--- REQUIRED ACTION ---
Exactly the lines from the opening of the data through the line containing "Target: green tree" should be reproduced, please, with nothing added.

──────── INFORMATION SHOWN ────────

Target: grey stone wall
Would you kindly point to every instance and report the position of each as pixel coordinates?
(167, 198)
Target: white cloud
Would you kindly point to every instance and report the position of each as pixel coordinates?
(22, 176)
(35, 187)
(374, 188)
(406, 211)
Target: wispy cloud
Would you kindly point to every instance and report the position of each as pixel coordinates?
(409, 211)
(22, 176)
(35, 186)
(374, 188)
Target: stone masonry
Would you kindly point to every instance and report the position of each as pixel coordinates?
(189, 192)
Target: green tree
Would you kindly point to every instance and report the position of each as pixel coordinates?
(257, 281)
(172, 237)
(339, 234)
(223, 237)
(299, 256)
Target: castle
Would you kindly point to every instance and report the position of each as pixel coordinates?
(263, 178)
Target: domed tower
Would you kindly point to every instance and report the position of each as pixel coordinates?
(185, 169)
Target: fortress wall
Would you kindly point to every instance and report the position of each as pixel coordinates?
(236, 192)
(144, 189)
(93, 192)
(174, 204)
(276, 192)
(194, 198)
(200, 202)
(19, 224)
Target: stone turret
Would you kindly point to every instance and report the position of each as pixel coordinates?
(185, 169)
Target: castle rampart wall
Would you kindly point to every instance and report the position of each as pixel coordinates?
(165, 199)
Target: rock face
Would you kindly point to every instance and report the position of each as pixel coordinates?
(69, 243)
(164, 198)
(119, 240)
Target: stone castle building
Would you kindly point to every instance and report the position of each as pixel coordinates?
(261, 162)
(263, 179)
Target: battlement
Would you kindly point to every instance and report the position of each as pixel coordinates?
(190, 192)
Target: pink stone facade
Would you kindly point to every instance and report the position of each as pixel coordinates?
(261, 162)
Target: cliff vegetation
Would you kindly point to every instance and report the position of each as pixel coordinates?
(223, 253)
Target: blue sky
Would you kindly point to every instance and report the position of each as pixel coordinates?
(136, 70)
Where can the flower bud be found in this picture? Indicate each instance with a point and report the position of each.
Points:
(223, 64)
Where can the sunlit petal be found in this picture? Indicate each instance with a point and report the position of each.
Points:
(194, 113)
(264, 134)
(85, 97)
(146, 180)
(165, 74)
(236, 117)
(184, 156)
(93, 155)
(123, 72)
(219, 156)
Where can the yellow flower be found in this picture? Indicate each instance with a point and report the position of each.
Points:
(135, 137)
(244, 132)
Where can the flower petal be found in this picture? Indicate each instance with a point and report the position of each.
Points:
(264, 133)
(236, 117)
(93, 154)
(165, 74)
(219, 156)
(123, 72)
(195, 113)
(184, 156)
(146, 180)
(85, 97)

────────

--- THE COMPLETED TASK ---
Target: grey stone wall
Would you kindly point to every instance and report the position of each as pixel coordinates?
(167, 198)
Target: white cloud
Would you kindly point to every instance and report the position of each as pixel coordinates?
(22, 176)
(35, 187)
(374, 188)
(406, 211)
Target: wispy cloud
Would you kindly point to every instance and report the position of each as pixel coordinates?
(409, 211)
(22, 176)
(35, 186)
(374, 188)
Target: stone masonry
Would you kindly point to every instance and report the position of each as pixel coordinates?
(189, 192)
Target: green tree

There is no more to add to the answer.